Image location labeling entries:
--- --- ---

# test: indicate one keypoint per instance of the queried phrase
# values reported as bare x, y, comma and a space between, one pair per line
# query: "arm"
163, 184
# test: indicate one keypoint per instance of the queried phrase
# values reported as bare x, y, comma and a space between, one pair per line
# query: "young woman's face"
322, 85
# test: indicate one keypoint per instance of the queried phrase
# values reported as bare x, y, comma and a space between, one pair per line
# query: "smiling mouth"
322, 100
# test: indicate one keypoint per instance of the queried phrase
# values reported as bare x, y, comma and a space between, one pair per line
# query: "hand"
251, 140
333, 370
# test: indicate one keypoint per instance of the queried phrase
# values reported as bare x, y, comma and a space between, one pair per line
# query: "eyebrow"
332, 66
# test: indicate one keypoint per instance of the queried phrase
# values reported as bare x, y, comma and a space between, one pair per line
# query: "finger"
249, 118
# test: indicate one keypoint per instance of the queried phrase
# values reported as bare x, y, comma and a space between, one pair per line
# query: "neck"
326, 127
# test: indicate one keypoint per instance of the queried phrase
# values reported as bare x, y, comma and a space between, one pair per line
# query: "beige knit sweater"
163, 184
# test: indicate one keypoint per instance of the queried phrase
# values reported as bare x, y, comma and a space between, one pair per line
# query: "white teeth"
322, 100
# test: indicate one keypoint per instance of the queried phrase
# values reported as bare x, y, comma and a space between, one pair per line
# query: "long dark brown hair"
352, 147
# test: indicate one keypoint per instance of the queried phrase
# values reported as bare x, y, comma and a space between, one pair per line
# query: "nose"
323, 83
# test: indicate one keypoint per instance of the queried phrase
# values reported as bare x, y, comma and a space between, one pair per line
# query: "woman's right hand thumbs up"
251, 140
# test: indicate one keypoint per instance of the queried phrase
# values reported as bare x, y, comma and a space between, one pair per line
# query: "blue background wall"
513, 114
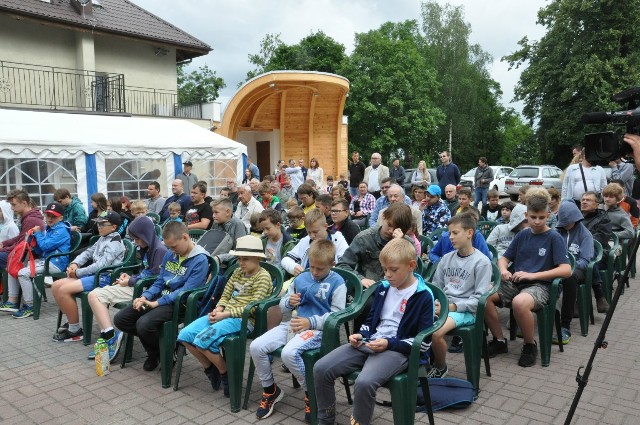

--- --- ---

STATED EXERCISE ▸ Select each line in the entries above that contains the word "hand", and copy those lines.

RESPONSE ▸
# query: "hand"
# query: "woman's right hand thumbs up"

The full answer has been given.